◆ **Requirement**
Update the lines from the one containing "blue scrub top, given" through the final line by replacing "one point per instance" with "a single point for each instance", leaving everything else unchanged. Return only those lines.

◆ **Data**
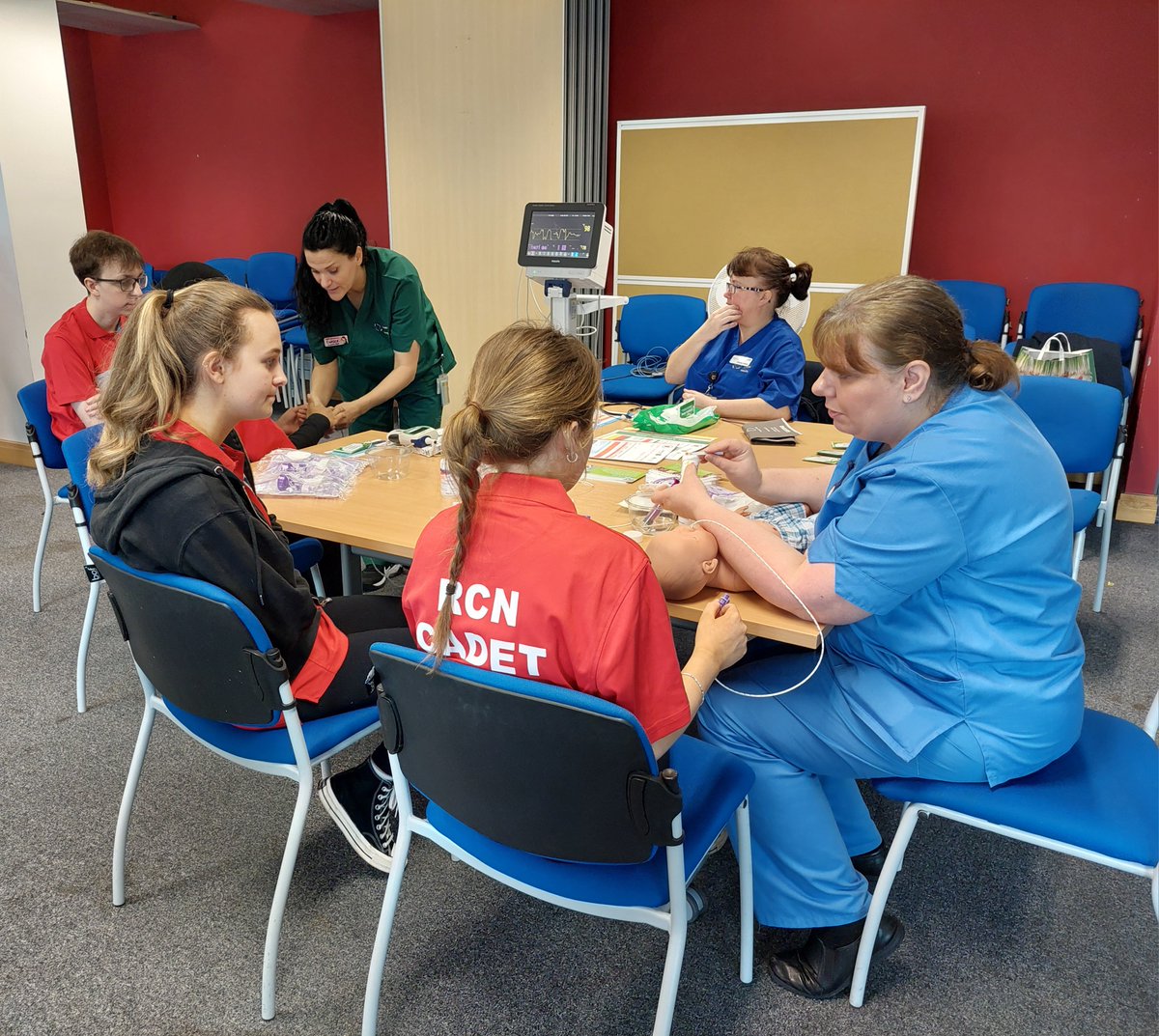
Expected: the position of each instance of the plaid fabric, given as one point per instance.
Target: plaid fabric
(792, 521)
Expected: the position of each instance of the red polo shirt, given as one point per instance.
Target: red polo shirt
(75, 350)
(553, 596)
(330, 643)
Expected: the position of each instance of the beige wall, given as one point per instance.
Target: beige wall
(473, 102)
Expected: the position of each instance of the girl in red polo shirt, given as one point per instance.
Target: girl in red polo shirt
(171, 497)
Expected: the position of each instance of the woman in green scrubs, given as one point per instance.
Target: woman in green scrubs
(372, 330)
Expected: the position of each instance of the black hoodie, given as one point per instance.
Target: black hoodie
(177, 510)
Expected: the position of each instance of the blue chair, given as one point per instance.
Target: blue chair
(75, 450)
(649, 328)
(555, 794)
(1099, 311)
(46, 456)
(271, 273)
(171, 623)
(1099, 802)
(1082, 421)
(984, 307)
(235, 269)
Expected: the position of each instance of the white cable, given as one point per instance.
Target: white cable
(805, 607)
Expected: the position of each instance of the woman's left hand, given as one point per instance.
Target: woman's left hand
(698, 398)
(687, 497)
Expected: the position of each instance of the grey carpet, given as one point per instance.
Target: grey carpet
(1002, 938)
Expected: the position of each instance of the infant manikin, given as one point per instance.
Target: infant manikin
(688, 559)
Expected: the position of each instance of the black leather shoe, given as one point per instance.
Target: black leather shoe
(821, 971)
(869, 864)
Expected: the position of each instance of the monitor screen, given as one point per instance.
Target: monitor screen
(560, 235)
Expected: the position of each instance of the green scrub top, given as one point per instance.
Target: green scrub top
(394, 314)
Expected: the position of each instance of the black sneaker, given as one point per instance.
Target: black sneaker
(365, 810)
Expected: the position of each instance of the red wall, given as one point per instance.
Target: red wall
(1040, 154)
(224, 140)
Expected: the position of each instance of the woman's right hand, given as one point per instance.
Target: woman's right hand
(721, 320)
(737, 462)
(721, 632)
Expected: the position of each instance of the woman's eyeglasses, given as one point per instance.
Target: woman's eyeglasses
(127, 283)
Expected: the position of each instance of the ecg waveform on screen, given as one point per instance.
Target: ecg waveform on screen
(559, 235)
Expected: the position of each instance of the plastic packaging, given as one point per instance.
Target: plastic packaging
(298, 473)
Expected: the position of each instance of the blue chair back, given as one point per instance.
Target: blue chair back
(168, 620)
(540, 769)
(235, 269)
(1078, 418)
(1099, 311)
(75, 450)
(654, 324)
(34, 401)
(270, 273)
(984, 306)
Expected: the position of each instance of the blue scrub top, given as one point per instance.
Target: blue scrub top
(957, 543)
(770, 364)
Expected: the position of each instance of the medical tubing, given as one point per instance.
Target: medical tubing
(821, 632)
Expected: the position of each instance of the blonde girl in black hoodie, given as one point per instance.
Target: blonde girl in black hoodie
(172, 497)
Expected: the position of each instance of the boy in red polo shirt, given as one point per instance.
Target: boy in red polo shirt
(78, 348)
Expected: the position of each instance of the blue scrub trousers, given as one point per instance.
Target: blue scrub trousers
(808, 748)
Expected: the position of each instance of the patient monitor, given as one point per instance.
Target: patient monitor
(566, 246)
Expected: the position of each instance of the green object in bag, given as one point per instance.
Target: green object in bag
(1058, 359)
(675, 418)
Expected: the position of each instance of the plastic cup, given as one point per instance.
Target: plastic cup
(392, 462)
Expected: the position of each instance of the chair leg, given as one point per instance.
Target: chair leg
(127, 806)
(890, 870)
(745, 867)
(282, 892)
(382, 936)
(673, 961)
(86, 632)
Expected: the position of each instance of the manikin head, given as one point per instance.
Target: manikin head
(684, 560)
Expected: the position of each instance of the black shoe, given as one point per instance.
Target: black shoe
(869, 864)
(365, 810)
(821, 971)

◆ **Output for this task**
Expected: the position of each instance of the blue scrub top, given as a single point for each instance.
Target: blue scrub top
(957, 543)
(770, 364)
Expected: the position of each instance of the medical tubing, given as a single point for each instance.
Target: medical tubing
(821, 632)
Expected: the position of each instance of the blonde girl in black hoodie, given as a single point for each instance.
Target: blonde girl in black hoodie
(172, 497)
Expected: the position of each instance of the boy in red polo shirt, given as a single point for each instance.
Target: boy in red polo shirt
(78, 348)
Expected: the position of each instance of the blue scrub trousers, given as a single point for each instance.
Target: blue scrub trousers
(808, 748)
Expected: the position of each instance of the patient monitor, given as a single point for each instance.
Target: patient monitor
(566, 246)
Expected: the position of each instance of the green object in bag, given as a single point for each instance.
Target: green object in bag
(1058, 359)
(675, 418)
Expected: the position of each instance of the plastic cup, given as a single point for each instance.
Target: plastic cup
(392, 462)
Expected: the position of each instance of the chair leg, given as a single point for each instance.
Target: chair leg
(127, 806)
(890, 870)
(745, 867)
(282, 892)
(382, 936)
(673, 961)
(86, 632)
Expected: the position of each instance of the manikin head, given as a single point for each instance.
Target: manikin head
(684, 560)
Expected: the position of each instance of the black shoe, given as a single point for each instance.
Target: black shoe
(869, 864)
(365, 810)
(821, 971)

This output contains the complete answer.